- _What the task requires_: Write out the whole Mary Timony profile word for word.

- _Supplied passage_:
Begin
Mary Timony Is a Middle-Class Rock Star
Between tours with her new band, Ex Hex, Mary Timony trains aspiring rockers in the basement studio of her childhood home. Photograph by Jeff Elkins.

Not long ago, the Washington Post dubbed Mary Timony, who lives in her childhood home in Glover Park, DC’s “rock idol next door”—a demure image backed up by her sloe-eyed looks and tinkling laugh. But from the time Timony, a standout student at Duke Ellington School of the Arts, broke into Washington’s boy-dominated punk-music scene in 1990, she didn’t spend much time waiting by the phone.

Her early, all-girl band, Autoclave, helped make Washington a center of the punk-feminist Riot Grrrl movement. Decamping for Boston University, she spent much of the next decade with Helium, a coed quartet that established her as one of the most influential women in indie rock. In 2004, while working on the third of three solo albums, Timony returned to DC, renting her old house from her parents and giving lessons in the basement. But her hard-edged guitar work, at once rambunctious and meticulous, and her ethereal lyrics have never gone out of style—“I just kept putting out records,” she says with a shrug—and have kept her in demand.

After a one-album, two-year stint with Wild Flag—a supergroup featuring her and Sleater-Kinney (and Portlandia) star Carrie Brownstein—Timony, 46, has come full circle, heading the all-female DC-based group Ex Hex. Back from touring for the band’s new album, Rips, she sat down to talk about Washington’s music scene now and then.
End
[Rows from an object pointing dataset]
Begin
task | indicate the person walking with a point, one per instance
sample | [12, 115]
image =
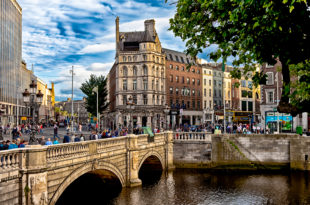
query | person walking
[66, 138]
[48, 142]
[56, 132]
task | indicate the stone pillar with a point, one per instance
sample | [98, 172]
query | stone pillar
[139, 121]
[133, 161]
[35, 187]
[169, 150]
[149, 121]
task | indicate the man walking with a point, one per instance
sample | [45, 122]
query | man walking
[56, 132]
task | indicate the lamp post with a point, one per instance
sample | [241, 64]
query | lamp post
[96, 90]
[34, 101]
[131, 107]
[166, 111]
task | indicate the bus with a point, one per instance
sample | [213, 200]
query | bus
[240, 116]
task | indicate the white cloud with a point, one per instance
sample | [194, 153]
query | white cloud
[101, 66]
[98, 48]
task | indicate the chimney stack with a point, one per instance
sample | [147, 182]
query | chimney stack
[117, 31]
[149, 25]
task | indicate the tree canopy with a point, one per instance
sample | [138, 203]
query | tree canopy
[253, 32]
[91, 97]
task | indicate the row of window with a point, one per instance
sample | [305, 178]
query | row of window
[244, 84]
[181, 59]
[193, 70]
[154, 85]
[134, 59]
[187, 105]
[188, 81]
[155, 100]
[184, 91]
[144, 71]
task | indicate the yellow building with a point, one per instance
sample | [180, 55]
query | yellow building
[46, 111]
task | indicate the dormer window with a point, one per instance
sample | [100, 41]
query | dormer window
[171, 58]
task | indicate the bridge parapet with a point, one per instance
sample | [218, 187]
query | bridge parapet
[39, 174]
[192, 136]
[10, 160]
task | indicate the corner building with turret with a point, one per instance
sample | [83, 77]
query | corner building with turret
[138, 75]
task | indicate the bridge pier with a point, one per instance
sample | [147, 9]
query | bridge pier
[38, 175]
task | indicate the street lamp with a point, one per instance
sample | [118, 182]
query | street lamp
[166, 111]
[34, 101]
[96, 90]
[131, 107]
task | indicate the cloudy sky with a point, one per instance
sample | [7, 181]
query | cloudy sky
[60, 33]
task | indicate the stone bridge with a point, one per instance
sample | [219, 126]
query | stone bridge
[40, 174]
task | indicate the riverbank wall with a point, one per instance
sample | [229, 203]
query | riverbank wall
[248, 152]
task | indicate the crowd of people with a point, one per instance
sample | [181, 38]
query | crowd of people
[18, 140]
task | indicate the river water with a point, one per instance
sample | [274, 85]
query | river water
[203, 187]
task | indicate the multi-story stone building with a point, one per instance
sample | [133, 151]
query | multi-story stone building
[207, 93]
[10, 59]
[270, 97]
[183, 88]
[138, 74]
[46, 111]
[79, 110]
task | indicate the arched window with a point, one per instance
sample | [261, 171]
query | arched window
[125, 71]
[135, 71]
[144, 70]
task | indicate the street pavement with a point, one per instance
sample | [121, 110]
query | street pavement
[49, 133]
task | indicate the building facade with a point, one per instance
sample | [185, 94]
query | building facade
[270, 97]
[183, 88]
[207, 93]
[138, 74]
[10, 59]
[79, 110]
[46, 111]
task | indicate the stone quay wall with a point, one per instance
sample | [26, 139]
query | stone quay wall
[250, 152]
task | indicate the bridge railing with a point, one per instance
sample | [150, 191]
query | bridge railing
[192, 136]
[68, 150]
[10, 160]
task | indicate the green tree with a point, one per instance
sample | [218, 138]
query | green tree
[91, 97]
[251, 31]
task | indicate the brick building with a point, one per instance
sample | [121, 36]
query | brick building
[271, 95]
[183, 88]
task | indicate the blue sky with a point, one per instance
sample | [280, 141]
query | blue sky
[60, 33]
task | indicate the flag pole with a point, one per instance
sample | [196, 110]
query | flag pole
[223, 84]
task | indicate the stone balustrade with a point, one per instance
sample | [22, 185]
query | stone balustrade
[9, 160]
[192, 136]
[40, 174]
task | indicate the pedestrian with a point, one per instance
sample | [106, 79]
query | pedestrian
[56, 132]
[55, 141]
[82, 138]
[80, 128]
[13, 145]
[48, 142]
[42, 141]
[77, 139]
[73, 138]
[66, 138]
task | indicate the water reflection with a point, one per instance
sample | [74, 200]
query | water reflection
[201, 187]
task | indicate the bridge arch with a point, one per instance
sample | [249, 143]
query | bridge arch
[86, 168]
[151, 154]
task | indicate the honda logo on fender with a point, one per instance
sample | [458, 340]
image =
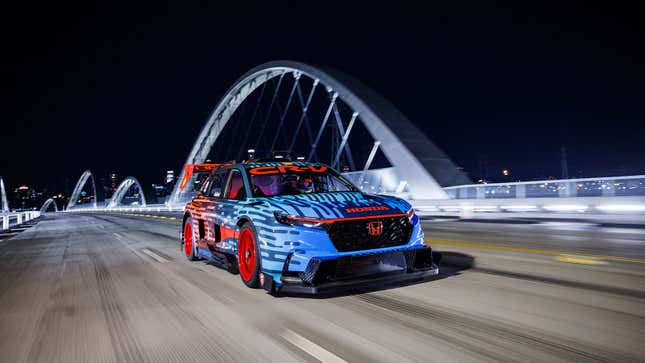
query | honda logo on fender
[375, 228]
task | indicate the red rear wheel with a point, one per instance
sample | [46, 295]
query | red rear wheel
[189, 249]
[248, 259]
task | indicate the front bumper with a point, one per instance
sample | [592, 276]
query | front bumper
[324, 276]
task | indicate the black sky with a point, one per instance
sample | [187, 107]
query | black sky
[83, 83]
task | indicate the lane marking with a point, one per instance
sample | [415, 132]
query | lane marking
[580, 260]
[154, 255]
[310, 347]
[533, 250]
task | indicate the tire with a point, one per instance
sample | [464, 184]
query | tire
[248, 256]
[188, 240]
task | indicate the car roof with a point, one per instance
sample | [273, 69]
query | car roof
[254, 164]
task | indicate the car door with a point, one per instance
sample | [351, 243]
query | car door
[207, 225]
[234, 194]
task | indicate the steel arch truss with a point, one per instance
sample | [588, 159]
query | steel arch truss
[47, 204]
[79, 188]
[122, 191]
[417, 163]
[4, 206]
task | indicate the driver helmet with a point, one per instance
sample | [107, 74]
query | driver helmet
[306, 184]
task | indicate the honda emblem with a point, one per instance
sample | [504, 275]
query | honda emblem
[375, 228]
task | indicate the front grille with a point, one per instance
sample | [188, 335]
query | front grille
[353, 235]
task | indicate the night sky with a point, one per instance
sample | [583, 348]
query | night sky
[127, 88]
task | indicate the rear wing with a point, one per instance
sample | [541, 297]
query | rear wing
[190, 169]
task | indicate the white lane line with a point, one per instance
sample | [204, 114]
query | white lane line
[154, 255]
[310, 347]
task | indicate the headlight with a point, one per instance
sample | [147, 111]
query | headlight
[290, 220]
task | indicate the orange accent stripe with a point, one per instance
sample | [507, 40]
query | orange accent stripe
[332, 220]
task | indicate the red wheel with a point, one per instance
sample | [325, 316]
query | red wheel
[248, 256]
[189, 248]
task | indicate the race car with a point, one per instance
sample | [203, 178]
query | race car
[303, 228]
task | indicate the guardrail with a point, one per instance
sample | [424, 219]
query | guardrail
[616, 186]
[16, 218]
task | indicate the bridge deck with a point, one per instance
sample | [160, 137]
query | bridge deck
[80, 288]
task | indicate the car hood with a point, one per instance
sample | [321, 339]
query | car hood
[337, 205]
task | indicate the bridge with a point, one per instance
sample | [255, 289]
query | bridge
[548, 270]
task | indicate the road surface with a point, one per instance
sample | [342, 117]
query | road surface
[104, 288]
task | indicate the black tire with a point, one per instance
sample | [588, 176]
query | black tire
[188, 236]
[249, 268]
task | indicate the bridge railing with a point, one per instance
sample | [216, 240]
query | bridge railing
[565, 188]
[11, 219]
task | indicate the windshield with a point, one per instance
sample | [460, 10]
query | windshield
[270, 181]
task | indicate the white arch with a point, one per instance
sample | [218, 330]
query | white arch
[46, 205]
[122, 190]
[405, 146]
[79, 187]
[4, 207]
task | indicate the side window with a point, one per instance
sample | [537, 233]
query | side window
[205, 187]
[235, 188]
[217, 182]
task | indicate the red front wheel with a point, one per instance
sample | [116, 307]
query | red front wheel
[188, 240]
[248, 256]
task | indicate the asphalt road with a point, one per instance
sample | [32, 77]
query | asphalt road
[101, 288]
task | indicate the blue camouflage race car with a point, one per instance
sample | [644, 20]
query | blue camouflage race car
[301, 227]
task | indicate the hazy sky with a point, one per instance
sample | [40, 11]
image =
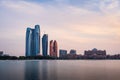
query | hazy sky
[75, 24]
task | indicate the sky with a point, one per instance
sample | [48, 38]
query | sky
[75, 24]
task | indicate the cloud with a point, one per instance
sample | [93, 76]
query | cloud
[82, 25]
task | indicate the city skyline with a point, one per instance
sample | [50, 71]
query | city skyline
[79, 24]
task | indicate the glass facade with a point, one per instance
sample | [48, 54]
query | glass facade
[33, 41]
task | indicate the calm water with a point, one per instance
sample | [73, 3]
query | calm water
[60, 70]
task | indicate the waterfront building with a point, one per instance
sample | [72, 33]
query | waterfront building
[33, 41]
[72, 51]
[94, 53]
[53, 48]
[45, 45]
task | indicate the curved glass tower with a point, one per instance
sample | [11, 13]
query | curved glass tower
[33, 41]
[45, 45]
[53, 48]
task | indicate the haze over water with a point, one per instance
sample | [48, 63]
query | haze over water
[60, 70]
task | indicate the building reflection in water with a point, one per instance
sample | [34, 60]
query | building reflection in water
[40, 70]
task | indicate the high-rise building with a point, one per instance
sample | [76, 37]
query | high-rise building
[72, 51]
[53, 48]
[1, 53]
[45, 44]
[33, 41]
[62, 53]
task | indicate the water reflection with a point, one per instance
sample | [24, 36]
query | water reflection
[32, 70]
[40, 70]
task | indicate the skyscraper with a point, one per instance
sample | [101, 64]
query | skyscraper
[33, 41]
[53, 48]
[45, 44]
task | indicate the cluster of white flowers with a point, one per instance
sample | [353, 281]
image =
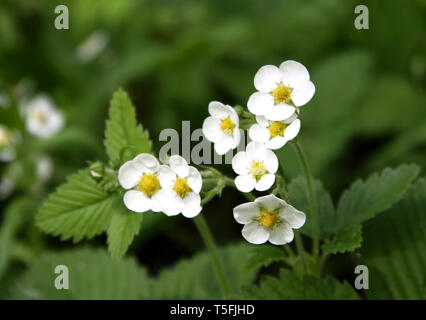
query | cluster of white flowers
[172, 189]
[280, 92]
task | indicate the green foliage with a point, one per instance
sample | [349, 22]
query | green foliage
[346, 240]
[78, 209]
[92, 275]
[263, 256]
[394, 248]
[123, 228]
[290, 287]
[194, 278]
[124, 138]
[365, 199]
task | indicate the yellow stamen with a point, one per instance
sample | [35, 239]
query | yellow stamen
[149, 184]
[227, 126]
[281, 93]
[277, 128]
[258, 169]
[268, 218]
[181, 187]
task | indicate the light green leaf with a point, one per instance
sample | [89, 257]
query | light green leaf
[346, 240]
[290, 287]
[92, 275]
[394, 248]
[365, 199]
[78, 209]
[263, 256]
[195, 278]
[124, 226]
[124, 139]
[325, 209]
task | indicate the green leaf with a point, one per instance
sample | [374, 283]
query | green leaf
[195, 278]
[394, 248]
[325, 209]
[92, 275]
[263, 256]
[78, 209]
[124, 226]
[290, 287]
[365, 199]
[346, 240]
[124, 139]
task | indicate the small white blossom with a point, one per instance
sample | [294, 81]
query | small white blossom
[43, 119]
[280, 89]
[222, 127]
[274, 134]
[268, 218]
[143, 177]
[256, 168]
[181, 188]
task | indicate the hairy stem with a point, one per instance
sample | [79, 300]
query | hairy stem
[207, 236]
[311, 197]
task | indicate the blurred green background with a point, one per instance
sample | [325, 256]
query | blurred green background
[173, 57]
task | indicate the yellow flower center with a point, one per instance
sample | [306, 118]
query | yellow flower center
[281, 93]
[149, 184]
[258, 169]
[227, 126]
[181, 187]
[268, 218]
[277, 128]
[40, 116]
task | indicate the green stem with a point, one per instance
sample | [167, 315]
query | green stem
[311, 196]
[205, 233]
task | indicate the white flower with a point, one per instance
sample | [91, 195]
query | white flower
[8, 140]
[274, 134]
[279, 88]
[43, 119]
[221, 127]
[256, 168]
[181, 187]
[143, 177]
[268, 218]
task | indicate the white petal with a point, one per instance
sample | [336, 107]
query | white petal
[146, 162]
[136, 201]
[280, 112]
[211, 129]
[259, 103]
[166, 176]
[255, 233]
[267, 77]
[303, 93]
[271, 161]
[265, 182]
[292, 216]
[218, 110]
[281, 234]
[276, 143]
[223, 146]
[294, 73]
[128, 175]
[192, 205]
[195, 181]
[259, 133]
[292, 130]
[245, 183]
[179, 165]
[246, 212]
[270, 202]
[241, 163]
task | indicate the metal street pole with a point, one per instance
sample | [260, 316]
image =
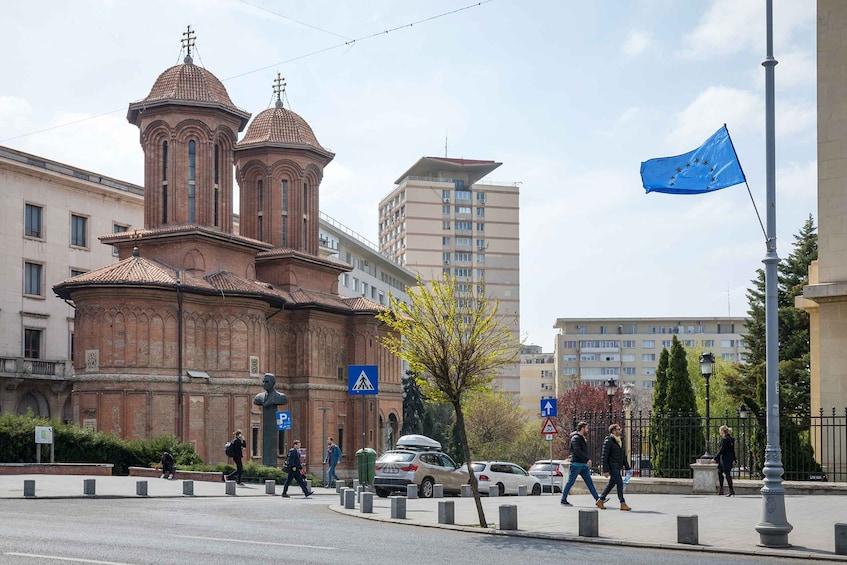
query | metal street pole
[774, 527]
[323, 439]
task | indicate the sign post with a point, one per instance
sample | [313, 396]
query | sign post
[363, 380]
[549, 429]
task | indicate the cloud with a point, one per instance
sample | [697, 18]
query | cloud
[636, 43]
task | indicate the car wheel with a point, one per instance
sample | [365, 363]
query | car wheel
[426, 488]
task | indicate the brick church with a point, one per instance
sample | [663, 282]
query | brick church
[175, 337]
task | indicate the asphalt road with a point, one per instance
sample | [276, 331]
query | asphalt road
[213, 531]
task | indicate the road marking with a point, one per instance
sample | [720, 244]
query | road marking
[58, 558]
[257, 542]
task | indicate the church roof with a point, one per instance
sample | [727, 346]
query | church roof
[280, 127]
[191, 85]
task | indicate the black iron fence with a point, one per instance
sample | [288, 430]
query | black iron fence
[814, 447]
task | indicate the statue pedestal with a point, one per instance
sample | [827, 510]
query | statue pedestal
[705, 477]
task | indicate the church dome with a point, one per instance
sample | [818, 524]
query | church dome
[187, 84]
[279, 127]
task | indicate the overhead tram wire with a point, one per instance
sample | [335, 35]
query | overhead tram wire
[347, 43]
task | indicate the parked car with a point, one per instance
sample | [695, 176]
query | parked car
[505, 477]
[545, 470]
[417, 460]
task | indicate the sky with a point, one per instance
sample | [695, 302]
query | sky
[570, 96]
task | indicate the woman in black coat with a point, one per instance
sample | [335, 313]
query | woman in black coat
[726, 459]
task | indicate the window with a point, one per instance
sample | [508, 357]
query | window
[32, 279]
[117, 228]
[32, 344]
[33, 220]
[192, 179]
[79, 228]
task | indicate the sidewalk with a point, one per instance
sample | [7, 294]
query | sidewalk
[726, 525]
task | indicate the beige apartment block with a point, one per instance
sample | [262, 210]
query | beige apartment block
[825, 298]
[443, 218]
[538, 379]
[593, 350]
[50, 219]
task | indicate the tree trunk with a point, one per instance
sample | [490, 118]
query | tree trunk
[460, 422]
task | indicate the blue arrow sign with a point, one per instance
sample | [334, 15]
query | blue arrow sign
[548, 407]
[283, 420]
[363, 379]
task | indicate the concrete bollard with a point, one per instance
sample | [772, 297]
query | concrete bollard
[508, 517]
[840, 539]
[349, 499]
[398, 507]
[366, 506]
[588, 523]
[446, 512]
[687, 530]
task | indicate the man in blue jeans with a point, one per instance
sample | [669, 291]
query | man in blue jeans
[580, 463]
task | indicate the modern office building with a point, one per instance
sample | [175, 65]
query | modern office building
[50, 218]
[442, 218]
[538, 378]
[593, 350]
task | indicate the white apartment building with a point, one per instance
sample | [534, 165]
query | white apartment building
[593, 350]
[538, 379]
[443, 218]
[374, 276]
[50, 219]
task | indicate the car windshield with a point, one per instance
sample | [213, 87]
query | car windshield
[400, 457]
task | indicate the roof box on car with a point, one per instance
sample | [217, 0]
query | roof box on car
[419, 442]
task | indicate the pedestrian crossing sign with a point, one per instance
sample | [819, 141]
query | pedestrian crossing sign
[363, 379]
[549, 427]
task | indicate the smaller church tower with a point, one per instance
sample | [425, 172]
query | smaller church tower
[279, 166]
[189, 127]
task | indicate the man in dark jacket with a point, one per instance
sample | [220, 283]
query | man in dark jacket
[295, 470]
[613, 459]
[580, 463]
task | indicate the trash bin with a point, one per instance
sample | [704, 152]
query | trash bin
[365, 464]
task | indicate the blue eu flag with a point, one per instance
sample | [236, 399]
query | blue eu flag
[712, 166]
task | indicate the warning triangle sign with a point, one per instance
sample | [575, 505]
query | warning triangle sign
[363, 383]
[549, 427]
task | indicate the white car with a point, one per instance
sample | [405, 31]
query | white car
[505, 477]
[550, 473]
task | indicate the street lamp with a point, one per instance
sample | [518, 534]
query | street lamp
[707, 361]
[611, 387]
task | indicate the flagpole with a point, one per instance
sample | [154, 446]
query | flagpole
[774, 527]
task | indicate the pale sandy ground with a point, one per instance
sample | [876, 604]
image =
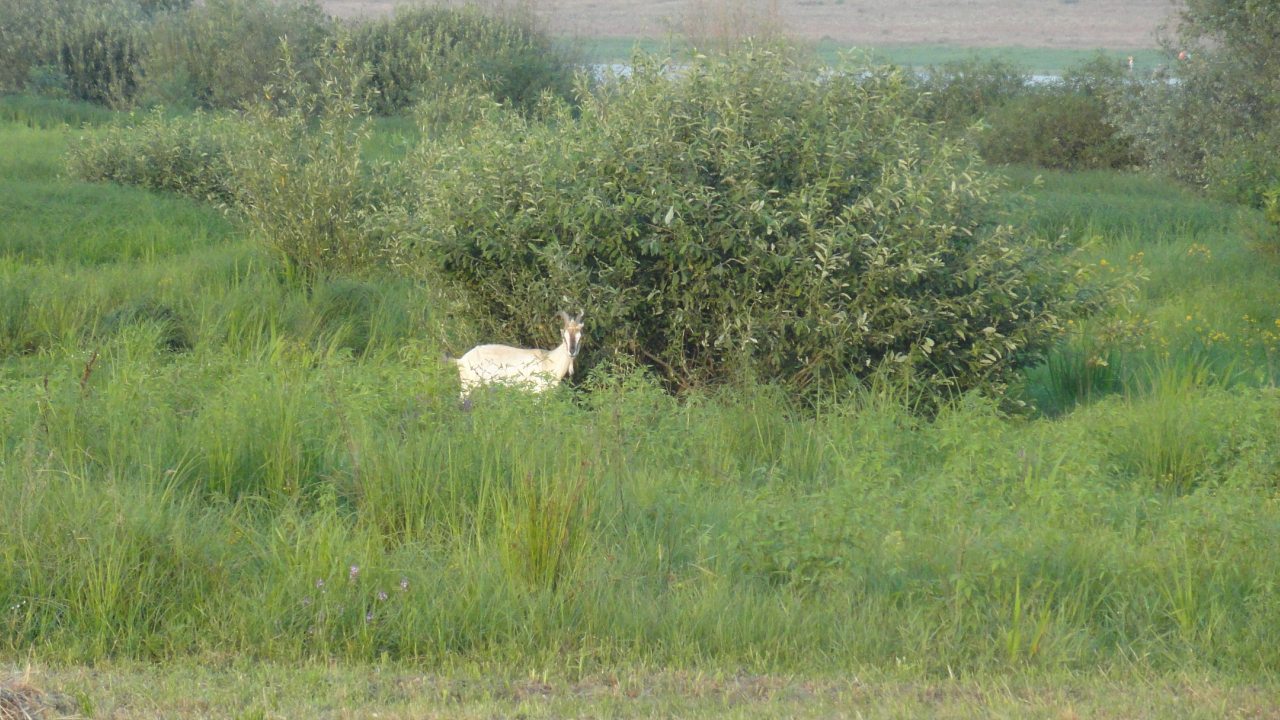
End
- _Answer to the problem_:
Mary Timony Is a Middle-Class Rock Star
Between tours with her new band, Ex Hex, Mary Timony trains aspiring rockers in the basement studio of her childhood home. Photograph by Jeff Elkins.

Not long ago, the Washington Post dubbed Mary Timony, who lives in her childhood home in Glover Park, DC’s “rock idol next door”—a demure image backed up by her sloe-eyed looks and tinkling laugh. But from the time Timony, a standout student at Duke Ellington School of the Arts, broke into Washington’s boy-dominated punk-music scene in 1990, she didn’t spend much time waiting by the phone.

Her early, all-girl band, Autoclave, helped make Washington a center of the punk-feminist Riot Grrrl movement. Decamping for Boston University, she spent much of the next decade with Helium, a coed quartet that established her as one of the most influential women in indie rock. In 2004, while working on the third of three solo albums, Timony returned to DC, renting her old house from her parents and giving lessons in the basement. But her hard-edged guitar work, at once rambunctious and meticulous, and her ethereal lyrics have never gone out of style—“I just kept putting out records,” she says with a shrug—and have kept her in demand.

After a one-album, two-year stint with Wild Flag—a supergroup featuring her and Sleater-Kinney (and Portlandia) star Carrie Brownstein—Timony, 46, has come full circle, heading the all-female DC-based group Ex Hex. Back from touring for the band’s new album, Rips, she sat down to talk about Washington’s music scene now and then.